Put everything from the line containing "of the large" down to the line containing "pixel 403 36" into a Markdown table with columns No. and Text, numbering each line and leaving out blank ones.

Excerpts from a point labeling dataset
:::

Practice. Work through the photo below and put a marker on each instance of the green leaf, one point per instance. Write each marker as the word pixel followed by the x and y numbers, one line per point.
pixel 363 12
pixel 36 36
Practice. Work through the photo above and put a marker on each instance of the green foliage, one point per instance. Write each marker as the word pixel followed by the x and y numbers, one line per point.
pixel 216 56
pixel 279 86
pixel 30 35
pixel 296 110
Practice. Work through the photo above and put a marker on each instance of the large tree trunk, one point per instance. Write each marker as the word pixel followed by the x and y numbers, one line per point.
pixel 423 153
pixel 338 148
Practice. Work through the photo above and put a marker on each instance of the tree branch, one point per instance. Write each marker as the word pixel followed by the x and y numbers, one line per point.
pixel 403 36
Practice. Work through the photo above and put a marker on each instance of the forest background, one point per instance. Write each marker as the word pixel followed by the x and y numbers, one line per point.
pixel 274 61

:::

EXERCISE OUTPUT.
| No. | Text |
|---|---|
| 1 | Practice. Work through the photo above and put a marker on each instance of the large tree trunk, one point per instance. Write each marker as the word pixel followed by the x and y numbers, one line per point. |
| 2 | pixel 423 153 |
| 3 | pixel 338 148 |
| 4 | Practice. Work through the photo above and put a marker on each instance of the tree branch, one point per instance. Write each marker as the word pixel followed by the x and y numbers, one line per point. |
| 5 | pixel 403 36 |